→ **WHAT NEEDS TO BE DONE**
Could you swap every "Drop a marker" in the material below for "Place a pin" and reproduce all of it otherwise unchanged?
— BEGIN —
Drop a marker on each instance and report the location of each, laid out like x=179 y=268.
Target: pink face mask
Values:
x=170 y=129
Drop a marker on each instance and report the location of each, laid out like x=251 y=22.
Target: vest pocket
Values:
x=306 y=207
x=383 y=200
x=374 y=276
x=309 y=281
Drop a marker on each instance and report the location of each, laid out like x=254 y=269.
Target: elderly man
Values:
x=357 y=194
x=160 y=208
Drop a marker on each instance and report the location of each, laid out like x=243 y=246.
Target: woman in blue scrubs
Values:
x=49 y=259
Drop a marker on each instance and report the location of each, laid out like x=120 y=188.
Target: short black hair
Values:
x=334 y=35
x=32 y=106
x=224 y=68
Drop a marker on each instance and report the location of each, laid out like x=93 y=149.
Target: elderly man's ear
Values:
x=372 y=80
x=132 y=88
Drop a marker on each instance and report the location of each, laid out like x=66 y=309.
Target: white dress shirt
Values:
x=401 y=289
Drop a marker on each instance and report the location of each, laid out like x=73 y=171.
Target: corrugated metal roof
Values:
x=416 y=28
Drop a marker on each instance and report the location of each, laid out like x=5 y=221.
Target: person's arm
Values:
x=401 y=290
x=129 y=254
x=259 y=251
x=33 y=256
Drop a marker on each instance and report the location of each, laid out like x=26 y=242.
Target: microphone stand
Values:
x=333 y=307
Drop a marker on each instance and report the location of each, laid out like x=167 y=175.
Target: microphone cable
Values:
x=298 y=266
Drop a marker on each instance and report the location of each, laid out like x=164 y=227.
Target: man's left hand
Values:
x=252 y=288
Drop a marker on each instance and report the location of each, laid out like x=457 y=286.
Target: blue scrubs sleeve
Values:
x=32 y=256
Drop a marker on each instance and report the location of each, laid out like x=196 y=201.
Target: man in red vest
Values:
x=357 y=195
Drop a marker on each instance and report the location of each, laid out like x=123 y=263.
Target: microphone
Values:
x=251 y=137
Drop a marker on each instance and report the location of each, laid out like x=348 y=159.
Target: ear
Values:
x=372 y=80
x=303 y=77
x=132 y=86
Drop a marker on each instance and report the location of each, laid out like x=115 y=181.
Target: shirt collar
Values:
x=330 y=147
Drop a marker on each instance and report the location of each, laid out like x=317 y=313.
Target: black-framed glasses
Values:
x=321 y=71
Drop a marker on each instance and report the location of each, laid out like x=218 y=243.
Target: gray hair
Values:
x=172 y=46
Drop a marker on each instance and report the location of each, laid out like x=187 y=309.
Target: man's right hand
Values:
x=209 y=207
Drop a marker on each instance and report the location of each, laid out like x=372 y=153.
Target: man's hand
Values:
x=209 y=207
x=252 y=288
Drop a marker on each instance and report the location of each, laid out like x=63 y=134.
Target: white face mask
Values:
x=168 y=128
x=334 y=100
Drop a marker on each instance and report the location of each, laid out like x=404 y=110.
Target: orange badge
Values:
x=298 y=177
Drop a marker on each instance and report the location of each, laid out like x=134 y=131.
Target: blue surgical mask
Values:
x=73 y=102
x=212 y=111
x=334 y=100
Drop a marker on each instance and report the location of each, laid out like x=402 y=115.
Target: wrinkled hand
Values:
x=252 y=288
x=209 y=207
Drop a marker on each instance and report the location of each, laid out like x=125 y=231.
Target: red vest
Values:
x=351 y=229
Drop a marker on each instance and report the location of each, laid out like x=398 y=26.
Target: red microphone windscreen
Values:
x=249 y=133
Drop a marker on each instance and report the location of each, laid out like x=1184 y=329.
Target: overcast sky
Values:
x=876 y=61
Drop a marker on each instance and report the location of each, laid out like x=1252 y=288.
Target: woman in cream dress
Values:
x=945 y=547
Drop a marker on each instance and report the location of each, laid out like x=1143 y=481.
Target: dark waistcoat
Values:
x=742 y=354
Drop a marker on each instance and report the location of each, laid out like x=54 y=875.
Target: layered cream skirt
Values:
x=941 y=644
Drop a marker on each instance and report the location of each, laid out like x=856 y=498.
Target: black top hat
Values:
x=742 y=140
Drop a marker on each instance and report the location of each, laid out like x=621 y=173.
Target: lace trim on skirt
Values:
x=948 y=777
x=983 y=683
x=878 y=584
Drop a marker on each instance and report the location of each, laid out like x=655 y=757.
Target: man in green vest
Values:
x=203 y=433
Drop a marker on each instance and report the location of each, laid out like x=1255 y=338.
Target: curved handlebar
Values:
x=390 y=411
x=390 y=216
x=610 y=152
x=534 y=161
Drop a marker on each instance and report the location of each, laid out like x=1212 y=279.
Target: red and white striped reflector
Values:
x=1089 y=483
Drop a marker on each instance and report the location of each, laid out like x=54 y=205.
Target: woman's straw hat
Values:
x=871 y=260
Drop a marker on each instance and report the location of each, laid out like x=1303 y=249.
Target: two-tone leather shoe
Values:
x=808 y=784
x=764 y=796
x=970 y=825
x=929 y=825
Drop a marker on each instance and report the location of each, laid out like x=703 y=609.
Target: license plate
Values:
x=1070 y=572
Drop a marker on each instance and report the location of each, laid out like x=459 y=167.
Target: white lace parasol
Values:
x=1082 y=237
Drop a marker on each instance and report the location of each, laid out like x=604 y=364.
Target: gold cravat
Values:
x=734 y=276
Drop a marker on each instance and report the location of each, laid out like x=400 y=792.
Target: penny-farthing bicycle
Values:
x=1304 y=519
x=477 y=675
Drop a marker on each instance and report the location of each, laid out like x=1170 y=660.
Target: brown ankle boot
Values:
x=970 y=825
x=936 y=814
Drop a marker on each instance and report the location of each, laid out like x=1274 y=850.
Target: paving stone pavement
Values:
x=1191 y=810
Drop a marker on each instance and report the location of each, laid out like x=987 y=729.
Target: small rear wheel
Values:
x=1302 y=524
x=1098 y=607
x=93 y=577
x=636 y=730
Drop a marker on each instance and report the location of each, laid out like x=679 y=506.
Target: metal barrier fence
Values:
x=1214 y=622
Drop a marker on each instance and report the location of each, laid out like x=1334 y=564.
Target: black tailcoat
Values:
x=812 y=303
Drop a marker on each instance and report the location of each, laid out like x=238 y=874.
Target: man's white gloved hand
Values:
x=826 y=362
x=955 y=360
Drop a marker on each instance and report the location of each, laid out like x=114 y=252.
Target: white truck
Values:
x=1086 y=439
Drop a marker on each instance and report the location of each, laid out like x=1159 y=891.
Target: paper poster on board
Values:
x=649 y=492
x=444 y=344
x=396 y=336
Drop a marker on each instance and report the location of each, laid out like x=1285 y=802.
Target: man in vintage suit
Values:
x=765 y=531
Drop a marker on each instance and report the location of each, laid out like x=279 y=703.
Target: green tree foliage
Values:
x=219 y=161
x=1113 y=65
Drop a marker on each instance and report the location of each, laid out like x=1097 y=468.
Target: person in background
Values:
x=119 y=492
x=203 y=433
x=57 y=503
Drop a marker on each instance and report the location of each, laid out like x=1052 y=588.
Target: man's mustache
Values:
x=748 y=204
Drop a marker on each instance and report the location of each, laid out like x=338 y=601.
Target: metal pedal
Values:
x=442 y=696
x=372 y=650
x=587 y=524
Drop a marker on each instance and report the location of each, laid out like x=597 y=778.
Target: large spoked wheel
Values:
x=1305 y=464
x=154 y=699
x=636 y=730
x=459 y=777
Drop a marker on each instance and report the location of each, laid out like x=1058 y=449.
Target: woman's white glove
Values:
— END —
→ **WORKED SOLUTION**
Place a pin on each instance and report the location of each, laid out like x=179 y=268.
Target: pink face mask
Values:
x=170 y=129
Place a pin on each instance and report the location of each, laid out like x=251 y=22.
Target: vest pocket
Values:
x=306 y=207
x=383 y=200
x=374 y=276
x=309 y=281
Place a pin on each instance and report the location of each, laid out like x=254 y=269.
Target: elderly man
Values:
x=357 y=194
x=160 y=208
Place a pin on each instance and report the location of each, laid out like x=243 y=246.
Target: woman in blue scrubs
Values:
x=49 y=259
Place a pin on each instance and report the location of each, laid out like x=120 y=188.
Target: short black hair
Values:
x=334 y=35
x=32 y=106
x=224 y=68
Place a pin on each instance and report the location of each, laid out like x=93 y=149.
Target: elderly man's ear
Values:
x=372 y=80
x=132 y=88
Place a pin on each instance and report the location of each, laid out like x=66 y=309.
Target: white dress shirt
Values:
x=401 y=289
Place a pin on each instance and report the location of each, laid out like x=73 y=171.
Target: corrugated metal roof
Values:
x=416 y=28
Place a pin on each instance and report the location of each, laid out like x=5 y=221.
Target: person's arm
Values:
x=401 y=290
x=129 y=254
x=259 y=251
x=33 y=256
Place a pin on each instance and report the location of each, laid out like x=26 y=242.
Target: microphone stand
Values:
x=333 y=307
Place a pin on each instance and report the location of each, laid out like x=167 y=175.
Target: microphone cable
Values:
x=298 y=266
Place a pin on each instance and report the location of each, laid out like x=164 y=227.
Target: man's left hand
Values:
x=252 y=288
Place a pin on each instance and report the location of each, laid out like x=457 y=286.
Target: blue scrubs sleeve
Values:
x=32 y=256
Place a pin on each instance and report the location of each, laid out like x=196 y=201.
Target: man in red vest
Values:
x=357 y=195
Place a pin on each instance and report the location of each, laid out like x=123 y=263.
Target: microphone
Values:
x=251 y=137
Place a pin on each instance and report the location of each, laid out like x=348 y=159.
Target: ear
Values:
x=372 y=80
x=303 y=77
x=132 y=86
Place a pin on each instance and report the location of each, laid out like x=115 y=181.
Target: shirt collar
Values:
x=330 y=147
Place a pin on each instance and report the location of each, laid out like x=317 y=313.
Target: black-framed glasses
Values:
x=321 y=71
Place a pin on each instance and report the location of each, laid out like x=218 y=243.
Target: gray hair
Values:
x=172 y=46
Place a pin on each instance and report the location of each, laid out like x=187 y=309.
Target: man's right hand
Values:
x=209 y=207
Place a pin on each instance and report the location of each, laid out like x=372 y=153.
Target: man's hand
Values:
x=209 y=207
x=252 y=288
Place a pin on each instance and report the location of each, laid out like x=63 y=134.
Target: white face mask
Values:
x=168 y=128
x=334 y=100
Place a pin on each instance and report the location of each, laid out like x=404 y=110.
Target: orange badge
Values:
x=298 y=177
Place a pin on each instance and report the location of each, laid out like x=134 y=131.
Target: blue surgical mask
Values:
x=73 y=102
x=212 y=111
x=334 y=100
Place a pin on each instance and report the location of each, laid out like x=402 y=115.
Target: wrinkled hand
Values:
x=252 y=288
x=209 y=207
Place a pin on each instance and report the location of each, laid out like x=125 y=231.
Target: red vest
Values:
x=351 y=229
Place a pin on each instance and report the location of each, laid out like x=398 y=26.
Target: red microphone windscreen
Values:
x=249 y=133
Place a pin on each instance and report the location of each, laid out like x=1184 y=329.
Target: overcast sky
Values:
x=876 y=61
Place a pin on each instance and report the location of each, laid out like x=1252 y=288.
Target: woman in cream dress
Values:
x=945 y=547
Place a pin on each instance and report the location of each, laid out like x=1143 y=481.
Target: dark waistcoat
Values:
x=742 y=354
Place a pin on each instance and report the location of each, laid out like x=54 y=875.
Target: layered cream skirt
Values:
x=941 y=644
Place a pin on each instance and report the location of each, laid out like x=856 y=498.
Target: black top hat
Values:
x=742 y=140
Place a pin on each instance and report the location of each, laid out like x=621 y=173.
Target: lace trim on skirt
Values:
x=948 y=777
x=983 y=683
x=878 y=584
Place a pin on each instance and report the location of each, laid out like x=655 y=757.
Target: man in green vest
Values:
x=203 y=433
Place a pin on each instance and report the location of each, laid out like x=1255 y=338.
Target: curved handlebar
Values:
x=390 y=411
x=390 y=216
x=610 y=152
x=534 y=161
Place a pin on each instance and report the location of each, laid out like x=1212 y=279.
Target: red and white striped reflector
Values:
x=1089 y=483
Place a pin on each instance and report the location of each, laid out like x=54 y=205.
Target: woman's straw hat
Values:
x=871 y=260
Place a pin on each instance and report the location of each, laid out like x=1303 y=249.
Target: two-tone leather shoe
Values:
x=808 y=784
x=764 y=796
x=970 y=825
x=929 y=825
Place a pin on each instance and report the location of each, laid out like x=703 y=609.
Target: license plate
Values:
x=1070 y=572
Place a pin on each instance and report the location of each, laid out like x=459 y=167.
Target: white lace parasol
Values:
x=1082 y=237
Place a pin on each instance and report the location of each, laid out like x=604 y=364.
Target: gold cravat
Values:
x=734 y=276
Place a pin on each instance and report the location of each, laid out like x=400 y=792.
Target: penny-farthing bicycle
Values:
x=1304 y=519
x=477 y=675
Place a pin on each instance and report the location of each, laid out like x=1170 y=660.
Target: brown ankle boot
Values:
x=970 y=825
x=936 y=814
Place a pin on each instance and report the location of each, laid out like x=1274 y=850.
Target: paving stone pavement
Values:
x=1191 y=810
Place a pin on each instance and report the location of each, laid out like x=987 y=729.
Target: small rear wheel
Values:
x=1302 y=524
x=1098 y=607
x=93 y=577
x=636 y=730
Place a pin on each instance and report the location of each, laid out like x=679 y=506.
Target: metal barrier fence
Values:
x=1214 y=622
Place a pin on each instance and report the location of each, laid out like x=1334 y=564.
Target: black tailcoat
Values:
x=812 y=303
Place a pin on each instance and report the location of each, laid out like x=238 y=874.
Target: man's white gloved hand
Values:
x=826 y=362
x=955 y=360
Place a pin on each instance and report the location of each, laid out like x=114 y=252.
Target: white truck
Values:
x=1086 y=439
Place a pin on each instance and report the location of each, laid out like x=1159 y=891.
Target: paper poster on board
Values:
x=649 y=492
x=444 y=344
x=396 y=336
Place a pin on each instance and report the location of each, laid out like x=1285 y=802.
Target: man in vintage suit
Values:
x=765 y=531
Place a pin on each instance and report the location of each, laid out like x=279 y=703.
Target: green tree foliage
Values:
x=219 y=161
x=1113 y=65
Place a pin on each instance and report the location of each, laid out like x=1097 y=468.
Target: person in background
Values:
x=119 y=492
x=203 y=433
x=57 y=503
Place a pin on each instance and report the location of each, laid out like x=1052 y=588.
Target: man's mustache
Values:
x=748 y=204
Place a pin on each instance and report the location of each, laid out like x=338 y=601.
Target: metal pedal
Values:
x=442 y=696
x=372 y=650
x=587 y=524
Place a pin on each instance and report the location of each, laid out like x=597 y=778.
Target: large spoked wheel
Values:
x=1305 y=464
x=154 y=699
x=636 y=730
x=459 y=777
Place a pin on each instance and report the location of each, laid out like x=1058 y=449.
Target: woman's white glove
Values:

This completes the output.